- Set exercise: Please format the following entries as a JSON list of strings, with one string per line and blank lines dropped. Leave the pictures out of the list.
************
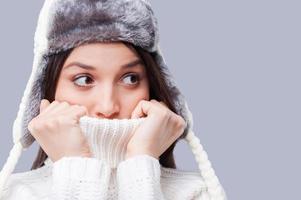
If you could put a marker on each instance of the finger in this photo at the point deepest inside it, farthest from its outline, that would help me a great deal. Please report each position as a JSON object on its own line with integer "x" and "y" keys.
{"x": 60, "y": 107}
{"x": 141, "y": 110}
{"x": 51, "y": 106}
{"x": 43, "y": 105}
{"x": 77, "y": 111}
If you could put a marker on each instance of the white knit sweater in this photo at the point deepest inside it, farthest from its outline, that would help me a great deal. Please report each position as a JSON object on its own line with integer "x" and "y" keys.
{"x": 79, "y": 178}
************
- Output of the task:
[
  "If you could put a marker on each instance of the finger in this photo at the point deepest inside it, farthest from its outline, that would help me a great deal. Please report each position as a JSON object on its own line with integer \"x\" and \"y\" keys.",
  "{\"x\": 60, \"y\": 107}",
  "{\"x\": 141, \"y\": 110}",
  "{\"x\": 51, \"y\": 106}",
  "{\"x\": 43, \"y\": 105}",
  "{\"x\": 77, \"y\": 111}",
  "If you could put a marker on each instance of the white knit sweater in this photo at the point deepest inside it, farthest from its outline, that would help me a great deal. Please report each position as a JSON object on its own line with integer \"x\" and \"y\" keys.",
  "{\"x\": 79, \"y\": 178}"
]